**EXERCISE GOAL**.
Your answer must contain only the lines from the one containing "Then identify a point on each instance." through the end of the entries below, reproduced character for character.

Referring expression data

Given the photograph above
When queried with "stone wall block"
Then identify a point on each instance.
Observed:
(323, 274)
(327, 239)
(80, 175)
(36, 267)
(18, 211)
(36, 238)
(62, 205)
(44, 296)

**RESPONSE TO THIS EXERCISE**.
Then identify a point on each instance.
Observed:
(323, 274)
(327, 239)
(80, 175)
(36, 267)
(18, 211)
(36, 238)
(62, 205)
(44, 296)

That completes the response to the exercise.